Bunnahabhain 12 yo (46.3%, OB, +/-2012) Three stars and a half Another popular official that I like to revisit every once in a while. Last time a 2010 fetched 85 in my little book. Colour: gold. Nose: malt, honey, ale, farmyard, then more bread dough and fresh brioche as well as growing whiffs of orange juice. A very pleasant nose, I think we could call this a perfect all-rounder, sitting well in the middle of all other styles of malt whisky. Having said that, it’s relatively light. Mouth: again these notes of ale, as well as rather more sultanas and other sweet dried fruits than in earlier batches. Date spirit, orange liqueurs, hazelnut liqueur (that’s quite something, ever tasted it?)… Wait, even something of Bailey’s? A very faint sourness, not unpleasant, as well as a little black pepper. Finish: rather long, enjoyably beerish and yeasty. Very fresh brioche. A little toasted oak in the aftertaste, a little dust as well (loses one point here). Comments: I think it’s one of the safe bets and even if newcomers don’t read whiskyfun (so I’ve been told!), it’s probably one of the ten OBs that just everyone should have in his cabinet. SGP:452 - 84 points.

Bunnahabhain 21 yo 1989/2012 (51.8%, Berry Bros & Rudd for whisky.com.tw Taiwan, cask #5894, 231 bottles)

Bunnahabhain 21 yo 1989/2012 (51.8%, Berry Bros & Rudd for whisky.com.tw Taiwan, cask #5894, 231 bottles) Four stars and a half How a 1989/2012 can be 21 years old, I don’t quite know but is time really linear anyway? Colour: pale gold. Nose: it’s a very fresh, very coastal one at first nosing, it’s even got something of Pulteney. So sea air, iodine, oysters… I also get melons and peaches, some light honey like often in Bunnahabhain, ripe apples, a little clay… I really enjoy all this freshness. With water: perfect, closer to the grain, to earth, to meadows… Yeah, it’s all extremely natural. Mouth (neat): excellent, first rounded and candied and then beautifully herbal, with bags of fresh wild mint as well as touches of aniseed. Other than that, there’s also a handful of assorted sweets, strawberry, raspberry, pear… Also a delicate oak, discreet and elegant. Great Bunny, if I may say so. With water: the oak comes a little more toward the front but it’s a very fresh, very ‘un-vanilla’ oak so all good news. Roots, earth… Finish: medium long, son some kind of mint and grains mix. Quite a saltines in the aftertaste. Comments: beautiful middle-aged coastal Bunnahabhain, totally au naturel. SGP:552 - 89 points.

Bunnahabhain 1997/2012 ‘Billowing Embers’ (46%, Wemyss Malts, hogshead, 331 bottles)

Stored rows:
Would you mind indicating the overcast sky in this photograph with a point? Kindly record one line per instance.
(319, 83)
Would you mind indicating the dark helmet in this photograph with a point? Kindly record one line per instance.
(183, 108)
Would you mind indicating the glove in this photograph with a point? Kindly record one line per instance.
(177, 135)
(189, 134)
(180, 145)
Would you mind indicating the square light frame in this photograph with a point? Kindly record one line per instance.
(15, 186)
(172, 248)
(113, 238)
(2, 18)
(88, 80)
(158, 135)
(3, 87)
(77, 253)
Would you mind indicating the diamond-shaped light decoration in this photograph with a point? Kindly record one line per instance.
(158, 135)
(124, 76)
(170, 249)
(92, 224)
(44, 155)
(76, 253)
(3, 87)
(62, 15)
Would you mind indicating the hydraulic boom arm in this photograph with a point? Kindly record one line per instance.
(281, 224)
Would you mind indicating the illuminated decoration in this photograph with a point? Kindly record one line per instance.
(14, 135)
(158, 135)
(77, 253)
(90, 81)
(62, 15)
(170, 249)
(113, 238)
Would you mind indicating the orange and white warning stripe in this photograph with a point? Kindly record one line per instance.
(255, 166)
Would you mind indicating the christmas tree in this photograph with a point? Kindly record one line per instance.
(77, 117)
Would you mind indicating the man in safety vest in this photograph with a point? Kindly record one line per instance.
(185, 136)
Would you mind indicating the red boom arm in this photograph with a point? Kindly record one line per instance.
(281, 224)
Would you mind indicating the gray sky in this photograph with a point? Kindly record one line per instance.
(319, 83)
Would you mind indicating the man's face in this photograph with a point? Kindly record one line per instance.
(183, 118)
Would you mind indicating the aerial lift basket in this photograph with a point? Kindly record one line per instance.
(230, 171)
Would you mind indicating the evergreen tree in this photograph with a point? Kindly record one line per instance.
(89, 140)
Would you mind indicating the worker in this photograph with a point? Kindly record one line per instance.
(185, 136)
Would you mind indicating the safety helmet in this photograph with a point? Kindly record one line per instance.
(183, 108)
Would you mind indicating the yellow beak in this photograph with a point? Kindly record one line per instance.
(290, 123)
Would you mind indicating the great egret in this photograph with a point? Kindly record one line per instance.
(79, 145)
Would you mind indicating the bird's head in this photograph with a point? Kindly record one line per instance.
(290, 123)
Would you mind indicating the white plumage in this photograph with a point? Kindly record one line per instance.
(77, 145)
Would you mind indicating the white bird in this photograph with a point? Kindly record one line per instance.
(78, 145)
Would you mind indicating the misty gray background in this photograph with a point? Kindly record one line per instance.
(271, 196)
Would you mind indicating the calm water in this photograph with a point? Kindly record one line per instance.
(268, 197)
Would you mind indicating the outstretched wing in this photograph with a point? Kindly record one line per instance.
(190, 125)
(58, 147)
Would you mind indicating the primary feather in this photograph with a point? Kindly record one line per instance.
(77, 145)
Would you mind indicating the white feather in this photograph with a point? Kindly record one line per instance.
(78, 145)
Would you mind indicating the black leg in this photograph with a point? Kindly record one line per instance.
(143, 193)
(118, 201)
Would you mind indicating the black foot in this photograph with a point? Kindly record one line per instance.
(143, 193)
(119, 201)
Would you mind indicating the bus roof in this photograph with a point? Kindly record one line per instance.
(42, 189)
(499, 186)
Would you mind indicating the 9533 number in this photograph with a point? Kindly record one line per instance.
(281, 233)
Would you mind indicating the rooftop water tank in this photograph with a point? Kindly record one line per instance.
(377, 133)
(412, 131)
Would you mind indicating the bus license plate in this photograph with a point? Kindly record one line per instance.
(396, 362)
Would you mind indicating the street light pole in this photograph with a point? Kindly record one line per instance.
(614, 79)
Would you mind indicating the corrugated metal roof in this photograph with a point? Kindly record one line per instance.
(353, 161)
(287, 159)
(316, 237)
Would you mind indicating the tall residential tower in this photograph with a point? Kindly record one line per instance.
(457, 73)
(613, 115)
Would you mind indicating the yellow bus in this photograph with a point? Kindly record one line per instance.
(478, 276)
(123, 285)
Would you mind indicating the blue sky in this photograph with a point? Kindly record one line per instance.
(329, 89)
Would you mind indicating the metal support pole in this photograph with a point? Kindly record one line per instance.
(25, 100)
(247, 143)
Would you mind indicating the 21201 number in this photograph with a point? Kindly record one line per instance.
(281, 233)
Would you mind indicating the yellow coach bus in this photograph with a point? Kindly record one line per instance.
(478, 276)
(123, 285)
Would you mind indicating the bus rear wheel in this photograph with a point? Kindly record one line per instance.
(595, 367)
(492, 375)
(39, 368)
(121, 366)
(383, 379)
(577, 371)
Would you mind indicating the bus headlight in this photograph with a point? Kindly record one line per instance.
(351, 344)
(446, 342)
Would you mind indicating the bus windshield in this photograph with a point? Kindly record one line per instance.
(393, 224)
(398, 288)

Required work:
- A) In the Bunnahabhain tasting notes, how many points does the 21-year-old bottling from cask #5894 receive?
- B) Carry the Bunnahabhain tasting notes forward from their final line.

Responses to the exercise:
- A) It receives 89 points.

- B)
Bunnahabhain 1997/2012 ‘Billowing Embers’ (46%, Wemyss Malts, hogshead, 331 bottles) Four stars Here’s a probable ‘Moine’… Colour: pale white wine. Nose: it’s so young that we’re actually closer to mescal here, which is not obligatorily a problem (as long as it’s wild agave, haha). Seriously, it’s crystal-clean lemony and iodized peated malt, becoming a little more farmyardy only after a good ten minutes. After fifteen minutes, we’re simply in a working kiln. Cough, cough… Mouth: same feeling except that there’s a very nice combination of fresh almonds, barley sugar and orgeat syrup, so there are touches of orange flower water that give it more dimension. In case you don’t know, orgeat is usually made out of a blend of barley and almonds. I love genuine orgeat! Finish: quite long, clean, zesty, ashy, smoky. Comments: in my view very young peaters – this isn’t very young but oak influence is certainly minimal – can be boring unless there’s something extra. It’s the almondy side that brings that in this instance. SGP:346 - 85 points.

Bunnahabhain 1979/2011 (54.7%, Berry Bros & Rudd for whisky.com.tw, Whisky Live Taipei, cask #1794)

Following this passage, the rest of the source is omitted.